[Source records]
--- begin ---

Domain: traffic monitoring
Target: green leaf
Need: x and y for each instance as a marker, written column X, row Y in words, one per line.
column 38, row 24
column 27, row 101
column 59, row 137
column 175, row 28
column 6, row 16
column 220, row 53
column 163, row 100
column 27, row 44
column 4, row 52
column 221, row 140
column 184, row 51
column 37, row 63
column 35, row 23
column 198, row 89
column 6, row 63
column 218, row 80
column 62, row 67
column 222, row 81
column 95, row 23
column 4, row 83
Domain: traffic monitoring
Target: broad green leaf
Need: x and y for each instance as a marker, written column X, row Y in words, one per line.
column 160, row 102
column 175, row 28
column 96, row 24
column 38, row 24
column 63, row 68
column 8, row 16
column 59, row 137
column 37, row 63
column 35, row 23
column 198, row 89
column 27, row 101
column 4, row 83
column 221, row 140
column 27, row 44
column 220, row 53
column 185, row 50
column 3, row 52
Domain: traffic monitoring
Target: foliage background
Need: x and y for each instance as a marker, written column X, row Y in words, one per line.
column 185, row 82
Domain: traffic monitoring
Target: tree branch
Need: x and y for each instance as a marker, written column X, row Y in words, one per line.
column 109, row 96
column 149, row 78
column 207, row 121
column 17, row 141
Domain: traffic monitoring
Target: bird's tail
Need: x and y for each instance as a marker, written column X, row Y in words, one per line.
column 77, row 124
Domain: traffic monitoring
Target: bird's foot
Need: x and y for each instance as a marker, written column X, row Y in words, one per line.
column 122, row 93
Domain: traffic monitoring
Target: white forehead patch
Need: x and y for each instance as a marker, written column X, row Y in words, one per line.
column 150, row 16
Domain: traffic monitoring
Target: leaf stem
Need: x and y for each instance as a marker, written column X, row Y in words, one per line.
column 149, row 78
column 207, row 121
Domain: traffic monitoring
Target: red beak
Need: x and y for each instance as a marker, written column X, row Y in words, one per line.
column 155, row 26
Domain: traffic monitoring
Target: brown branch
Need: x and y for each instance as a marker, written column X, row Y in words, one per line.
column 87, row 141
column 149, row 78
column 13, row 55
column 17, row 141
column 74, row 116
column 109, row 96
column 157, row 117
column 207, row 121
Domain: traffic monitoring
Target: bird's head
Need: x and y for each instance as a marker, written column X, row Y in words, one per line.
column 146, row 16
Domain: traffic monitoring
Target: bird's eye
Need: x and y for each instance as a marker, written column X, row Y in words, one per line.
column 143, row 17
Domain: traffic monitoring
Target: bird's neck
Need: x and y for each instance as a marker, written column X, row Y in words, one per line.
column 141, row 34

--- end ---

What to do |
Render every line of the records above as a JSON list of strings, one string per line, skipping any blank lines.

Output |
[
  "Domain: traffic monitoring",
  "Target: green leaf",
  "Need: x and y for each instance as a marker, written column X, row Y in words, one per line.",
  "column 38, row 24",
  "column 27, row 101",
  "column 59, row 137",
  "column 175, row 28",
  "column 6, row 16",
  "column 220, row 53",
  "column 163, row 100",
  "column 27, row 44",
  "column 4, row 52",
  "column 221, row 140",
  "column 184, row 51",
  "column 37, row 63",
  "column 35, row 23",
  "column 198, row 89",
  "column 6, row 63",
  "column 218, row 80",
  "column 62, row 67",
  "column 222, row 81",
  "column 95, row 23",
  "column 4, row 83",
  "Domain: traffic monitoring",
  "Target: broad green leaf",
  "Need: x and y for each instance as a marker, written column X, row Y in words, one per line.",
  "column 160, row 102",
  "column 175, row 28",
  "column 96, row 24",
  "column 38, row 24",
  "column 63, row 68",
  "column 8, row 16",
  "column 59, row 137",
  "column 37, row 63",
  "column 35, row 23",
  "column 198, row 89",
  "column 27, row 101",
  "column 4, row 83",
  "column 221, row 140",
  "column 27, row 44",
  "column 220, row 53",
  "column 185, row 50",
  "column 3, row 52",
  "Domain: traffic monitoring",
  "Target: foliage background",
  "Need: x and y for each instance as a marker, written column X, row Y in words, one per line.",
  "column 185, row 82",
  "Domain: traffic monitoring",
  "Target: tree branch",
  "Need: x and y for each instance as a marker, written column X, row Y in words, one per line.",
  "column 109, row 96",
  "column 149, row 78",
  "column 207, row 121",
  "column 17, row 141",
  "Domain: traffic monitoring",
  "Target: bird's tail",
  "Need: x and y for each instance as a marker, written column X, row Y in words, one per line.",
  "column 77, row 124",
  "Domain: traffic monitoring",
  "Target: bird's foot",
  "Need: x and y for each instance as a marker, written column X, row Y in words, one per line.",
  "column 122, row 93",
  "Domain: traffic monitoring",
  "Target: white forehead patch",
  "Need: x and y for each instance as a marker, written column X, row Y in words, one per line.",
  "column 150, row 16",
  "Domain: traffic monitoring",
  "Target: leaf stem",
  "Need: x and y for each instance as a marker, written column X, row Y in words, one per line.",
  "column 149, row 78",
  "column 207, row 121",
  "Domain: traffic monitoring",
  "Target: red beak",
  "Need: x and y for each instance as a marker, written column X, row Y in words, one per line.",
  "column 155, row 26",
  "Domain: traffic monitoring",
  "Target: brown branch",
  "Need: x and y for each instance as a marker, written column X, row Y in words, one per line.",
  "column 87, row 141",
  "column 149, row 78",
  "column 13, row 55",
  "column 17, row 141",
  "column 74, row 116",
  "column 109, row 96",
  "column 157, row 117",
  "column 207, row 121",
  "Domain: traffic monitoring",
  "Target: bird's head",
  "Need: x and y for each instance as a marker, written column X, row Y in words, one per line.",
  "column 146, row 16",
  "Domain: traffic monitoring",
  "Target: bird's eye",
  "Need: x and y for each instance as a marker, written column X, row Y in words, one per line.",
  "column 143, row 17",
  "Domain: traffic monitoring",
  "Target: bird's neck",
  "Need: x and y for each instance as a marker, written column X, row Y in words, one per line.",
  "column 141, row 34"
]